**GIVEN REQUEST**
Each line from the one that contains "Tag the side mirror" to the end of the material must be set down exactly, and no line before it.

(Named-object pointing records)
------------------------------------------------------------
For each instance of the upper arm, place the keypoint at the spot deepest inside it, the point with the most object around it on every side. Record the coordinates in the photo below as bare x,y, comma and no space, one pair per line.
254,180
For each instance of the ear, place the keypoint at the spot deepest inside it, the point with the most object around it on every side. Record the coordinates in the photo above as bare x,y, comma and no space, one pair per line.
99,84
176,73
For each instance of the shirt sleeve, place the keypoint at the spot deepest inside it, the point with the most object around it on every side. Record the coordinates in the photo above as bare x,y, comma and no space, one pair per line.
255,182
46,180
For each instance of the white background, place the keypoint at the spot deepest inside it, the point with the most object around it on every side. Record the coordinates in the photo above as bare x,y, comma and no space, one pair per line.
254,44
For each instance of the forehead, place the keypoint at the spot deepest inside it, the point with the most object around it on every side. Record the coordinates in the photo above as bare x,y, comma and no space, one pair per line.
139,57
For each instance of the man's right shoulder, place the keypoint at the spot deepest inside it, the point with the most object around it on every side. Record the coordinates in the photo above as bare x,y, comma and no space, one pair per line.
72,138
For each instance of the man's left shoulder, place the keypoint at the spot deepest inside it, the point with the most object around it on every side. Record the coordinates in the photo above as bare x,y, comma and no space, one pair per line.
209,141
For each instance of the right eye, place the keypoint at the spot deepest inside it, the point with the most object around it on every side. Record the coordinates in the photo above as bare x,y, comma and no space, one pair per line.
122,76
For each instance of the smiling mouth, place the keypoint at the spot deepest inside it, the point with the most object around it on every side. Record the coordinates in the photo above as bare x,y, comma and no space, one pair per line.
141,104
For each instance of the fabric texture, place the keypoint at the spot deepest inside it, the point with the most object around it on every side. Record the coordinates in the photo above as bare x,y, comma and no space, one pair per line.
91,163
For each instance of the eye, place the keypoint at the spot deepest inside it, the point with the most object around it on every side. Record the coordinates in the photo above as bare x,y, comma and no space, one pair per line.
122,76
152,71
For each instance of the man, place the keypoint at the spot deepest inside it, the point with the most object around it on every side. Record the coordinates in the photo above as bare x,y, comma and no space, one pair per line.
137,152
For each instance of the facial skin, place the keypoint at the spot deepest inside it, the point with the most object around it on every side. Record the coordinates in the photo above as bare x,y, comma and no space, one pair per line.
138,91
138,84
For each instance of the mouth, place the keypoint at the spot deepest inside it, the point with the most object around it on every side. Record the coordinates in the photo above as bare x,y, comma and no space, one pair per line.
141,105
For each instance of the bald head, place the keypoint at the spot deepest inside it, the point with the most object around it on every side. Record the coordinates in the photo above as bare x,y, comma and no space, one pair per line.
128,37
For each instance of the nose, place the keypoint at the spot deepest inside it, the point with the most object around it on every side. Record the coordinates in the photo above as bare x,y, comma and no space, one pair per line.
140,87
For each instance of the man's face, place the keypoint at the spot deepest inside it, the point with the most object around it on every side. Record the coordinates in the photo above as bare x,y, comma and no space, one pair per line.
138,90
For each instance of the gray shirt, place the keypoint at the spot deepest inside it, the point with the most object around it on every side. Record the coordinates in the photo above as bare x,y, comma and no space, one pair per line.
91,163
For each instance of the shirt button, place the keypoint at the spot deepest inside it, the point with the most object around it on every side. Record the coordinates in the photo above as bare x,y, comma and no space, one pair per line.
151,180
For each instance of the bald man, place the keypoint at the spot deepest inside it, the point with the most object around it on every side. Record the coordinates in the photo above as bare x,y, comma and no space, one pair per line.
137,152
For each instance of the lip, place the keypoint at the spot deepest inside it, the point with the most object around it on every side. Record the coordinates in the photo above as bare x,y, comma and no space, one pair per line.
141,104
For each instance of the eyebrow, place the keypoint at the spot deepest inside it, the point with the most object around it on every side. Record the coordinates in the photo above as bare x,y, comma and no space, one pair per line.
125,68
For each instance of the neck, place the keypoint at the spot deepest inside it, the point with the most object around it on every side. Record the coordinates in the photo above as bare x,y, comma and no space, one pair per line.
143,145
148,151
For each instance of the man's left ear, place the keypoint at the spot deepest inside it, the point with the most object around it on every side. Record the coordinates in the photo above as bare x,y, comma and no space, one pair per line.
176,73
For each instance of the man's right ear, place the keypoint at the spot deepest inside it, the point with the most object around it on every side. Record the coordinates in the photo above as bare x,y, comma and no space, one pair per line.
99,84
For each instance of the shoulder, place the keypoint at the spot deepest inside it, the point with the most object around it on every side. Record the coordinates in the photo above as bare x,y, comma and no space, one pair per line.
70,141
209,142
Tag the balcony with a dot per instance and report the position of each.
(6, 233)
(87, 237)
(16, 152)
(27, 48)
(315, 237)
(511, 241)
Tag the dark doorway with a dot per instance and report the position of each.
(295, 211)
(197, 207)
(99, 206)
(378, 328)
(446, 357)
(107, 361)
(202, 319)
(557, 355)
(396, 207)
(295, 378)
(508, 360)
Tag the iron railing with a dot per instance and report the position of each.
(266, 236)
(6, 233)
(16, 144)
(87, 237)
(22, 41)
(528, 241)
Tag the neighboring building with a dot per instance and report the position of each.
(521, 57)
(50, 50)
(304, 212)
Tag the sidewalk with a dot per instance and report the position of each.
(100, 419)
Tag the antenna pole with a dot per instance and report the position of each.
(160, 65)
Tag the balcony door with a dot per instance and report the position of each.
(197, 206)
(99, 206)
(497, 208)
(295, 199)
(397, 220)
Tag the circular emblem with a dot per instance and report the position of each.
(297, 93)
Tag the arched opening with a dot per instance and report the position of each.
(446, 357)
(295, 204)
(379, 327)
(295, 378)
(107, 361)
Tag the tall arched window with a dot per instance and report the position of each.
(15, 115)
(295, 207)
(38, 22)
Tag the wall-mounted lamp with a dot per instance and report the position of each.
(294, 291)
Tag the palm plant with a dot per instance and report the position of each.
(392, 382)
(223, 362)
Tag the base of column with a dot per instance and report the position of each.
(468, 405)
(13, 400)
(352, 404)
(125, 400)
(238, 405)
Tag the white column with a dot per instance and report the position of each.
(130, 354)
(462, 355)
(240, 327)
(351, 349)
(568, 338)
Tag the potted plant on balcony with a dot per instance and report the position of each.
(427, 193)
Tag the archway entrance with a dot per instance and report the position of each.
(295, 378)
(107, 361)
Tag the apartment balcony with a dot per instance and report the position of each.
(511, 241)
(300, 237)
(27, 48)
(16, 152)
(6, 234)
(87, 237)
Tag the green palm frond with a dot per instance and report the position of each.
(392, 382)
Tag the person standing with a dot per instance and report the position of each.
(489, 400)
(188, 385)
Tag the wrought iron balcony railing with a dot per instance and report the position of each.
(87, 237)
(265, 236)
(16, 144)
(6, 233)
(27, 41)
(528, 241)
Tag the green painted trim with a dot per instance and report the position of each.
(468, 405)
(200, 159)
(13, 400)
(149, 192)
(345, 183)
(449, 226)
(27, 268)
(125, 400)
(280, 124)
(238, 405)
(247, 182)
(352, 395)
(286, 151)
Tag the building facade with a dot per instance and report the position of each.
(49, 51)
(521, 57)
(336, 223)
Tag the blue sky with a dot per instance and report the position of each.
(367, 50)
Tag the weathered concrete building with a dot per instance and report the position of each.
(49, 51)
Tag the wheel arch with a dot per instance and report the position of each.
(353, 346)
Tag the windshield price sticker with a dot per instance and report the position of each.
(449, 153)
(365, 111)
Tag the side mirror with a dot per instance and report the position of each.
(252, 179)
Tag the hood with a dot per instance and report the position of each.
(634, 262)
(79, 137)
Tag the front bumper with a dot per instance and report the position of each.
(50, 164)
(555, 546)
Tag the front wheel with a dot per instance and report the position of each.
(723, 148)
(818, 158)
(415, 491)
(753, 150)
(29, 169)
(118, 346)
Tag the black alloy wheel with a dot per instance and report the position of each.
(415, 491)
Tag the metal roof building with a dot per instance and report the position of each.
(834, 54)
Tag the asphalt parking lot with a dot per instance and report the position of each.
------------------------------------------------------------
**TASK OUTPUT**
Tag the side mirror with a dot per instance and report the position of each.
(252, 179)
Tag the hood with a dot per instance and report the position of each.
(634, 262)
(79, 137)
Tag the front bumper with a dot per instance and report the position of each.
(50, 164)
(555, 546)
Tag the front wheel with a dot per instance and report the position of each.
(723, 148)
(818, 158)
(415, 491)
(753, 150)
(29, 169)
(118, 346)
Tag the black alloy wheel with a dot per instance and report the position of each.
(415, 491)
Tag the metal roof building with a dot per instance and report the position of each.
(834, 54)
Tag the asphalt parking lot with a dot per instance and report the position of each.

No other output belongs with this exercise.